### To do
How long does the paella recipe say to cook the chicken over medium heat?
** Start of Reading text **
Paella

18 ingredients
10 steps

Ingredients

  • 1/4 c. olive oil or vegetable oil
  • 1 to 1/2 lb. broiler-fryer chicken pieces
  • 1 medium onion, chopped
  • 1 clove garlic, chopped
  • 3 c. water
  • 1 1/2 c. uncooked rice
  • 1 can (16 oz.) tomatoes
  • 2 tsp. salt
  • 1 Tbsp. paprika
  • 1 Tbsp. instant chicken bouillon
  • 1/2 tsp. pepper
  • 1/8 tsp. saffron or ground turmeric
  • 1/2 tsp. ground red pepper
  • 1 lb. clean raw shrimp
  • 1 can (24 oz.) steamed clams in shells, drained
  • 1 can (15 oz.) artichoke hearts, drained and cut up
  • 1 pkg. (10 oz.) frozen peas, thawed
  • 1 jar (2 oz.) sliced pimiento, drained

Directions

  1. 1
    Heat oil in Dutch oven until hot.
  2. 2
    Cook chicken over medium heat until brown on all sides, about 15 minutes.
** End of Reading text **
** Start of Raw records **
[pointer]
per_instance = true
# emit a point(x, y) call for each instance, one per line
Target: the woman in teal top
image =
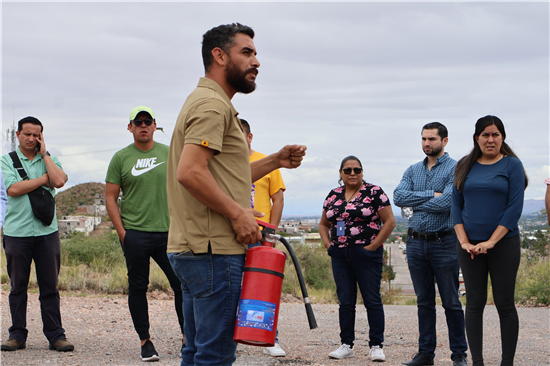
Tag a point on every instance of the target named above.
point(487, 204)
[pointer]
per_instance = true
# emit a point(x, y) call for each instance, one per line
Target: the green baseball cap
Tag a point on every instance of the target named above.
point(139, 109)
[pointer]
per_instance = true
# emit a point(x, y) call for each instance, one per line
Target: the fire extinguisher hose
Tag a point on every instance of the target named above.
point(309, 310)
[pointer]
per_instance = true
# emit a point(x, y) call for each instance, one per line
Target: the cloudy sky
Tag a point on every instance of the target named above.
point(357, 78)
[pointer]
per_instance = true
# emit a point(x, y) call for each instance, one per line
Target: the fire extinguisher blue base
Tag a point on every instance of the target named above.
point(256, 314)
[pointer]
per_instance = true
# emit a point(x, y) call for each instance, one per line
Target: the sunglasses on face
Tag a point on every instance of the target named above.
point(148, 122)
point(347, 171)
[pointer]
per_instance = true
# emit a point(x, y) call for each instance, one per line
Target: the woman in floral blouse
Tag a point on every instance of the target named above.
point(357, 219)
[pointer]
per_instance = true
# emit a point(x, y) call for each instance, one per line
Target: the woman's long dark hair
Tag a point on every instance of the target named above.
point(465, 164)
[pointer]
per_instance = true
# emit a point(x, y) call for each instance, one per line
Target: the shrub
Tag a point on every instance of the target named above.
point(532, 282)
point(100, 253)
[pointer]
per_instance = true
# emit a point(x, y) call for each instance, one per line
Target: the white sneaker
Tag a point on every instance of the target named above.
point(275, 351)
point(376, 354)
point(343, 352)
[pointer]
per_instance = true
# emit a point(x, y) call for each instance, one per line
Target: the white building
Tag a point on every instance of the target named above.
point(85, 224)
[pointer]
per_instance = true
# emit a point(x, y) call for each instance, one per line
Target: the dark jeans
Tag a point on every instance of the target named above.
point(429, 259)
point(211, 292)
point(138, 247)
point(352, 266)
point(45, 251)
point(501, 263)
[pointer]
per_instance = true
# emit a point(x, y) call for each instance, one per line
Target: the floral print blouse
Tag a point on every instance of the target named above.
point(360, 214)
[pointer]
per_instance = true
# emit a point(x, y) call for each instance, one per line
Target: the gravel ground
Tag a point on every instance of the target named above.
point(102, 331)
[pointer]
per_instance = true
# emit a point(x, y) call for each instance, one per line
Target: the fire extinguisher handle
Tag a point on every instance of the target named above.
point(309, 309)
** End of Raw records **
### Full solution
About 15 minutes, until brown on all sides.